DATA FOR THIS TASK:
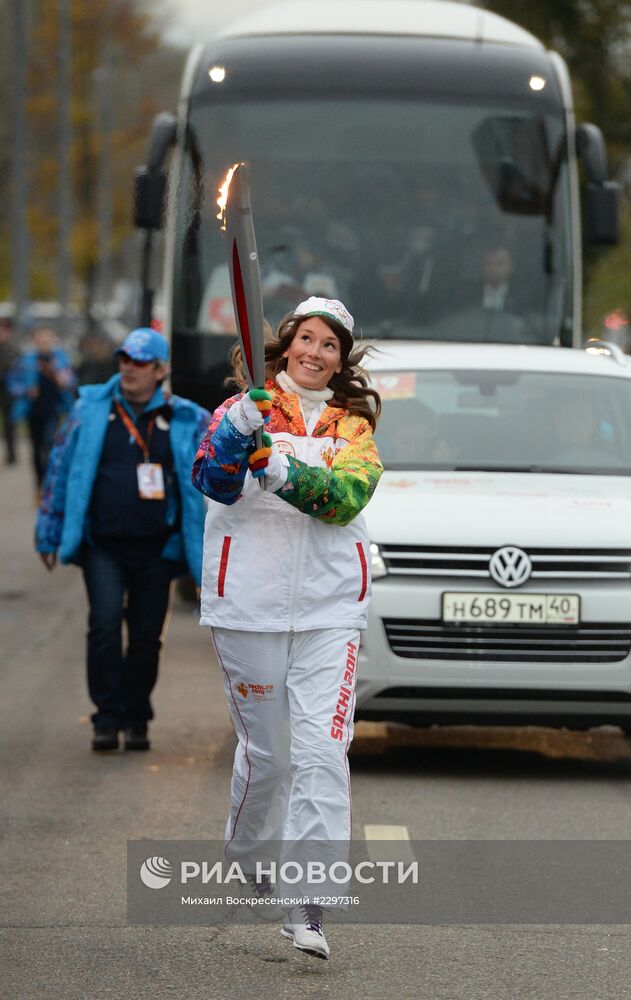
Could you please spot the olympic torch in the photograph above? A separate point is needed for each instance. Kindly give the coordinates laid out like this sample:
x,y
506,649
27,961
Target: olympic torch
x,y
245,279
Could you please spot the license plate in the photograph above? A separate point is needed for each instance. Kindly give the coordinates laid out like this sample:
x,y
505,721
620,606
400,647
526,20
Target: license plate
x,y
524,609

* * *

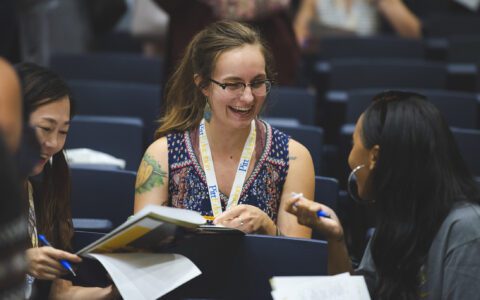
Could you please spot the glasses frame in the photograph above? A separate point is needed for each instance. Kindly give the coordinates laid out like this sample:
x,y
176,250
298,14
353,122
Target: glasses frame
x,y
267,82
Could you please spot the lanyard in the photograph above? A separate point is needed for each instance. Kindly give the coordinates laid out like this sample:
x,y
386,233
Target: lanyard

EXERCISE AIM: Look through the records for the string "lanyard". Copy every line that has it.

RESULT OF THE EXERCISE:
Could you please spot the lanyard in the photograph above? A separate point is needed for each instance. Kindly give the coordinates laid out like this sample:
Target: lanyard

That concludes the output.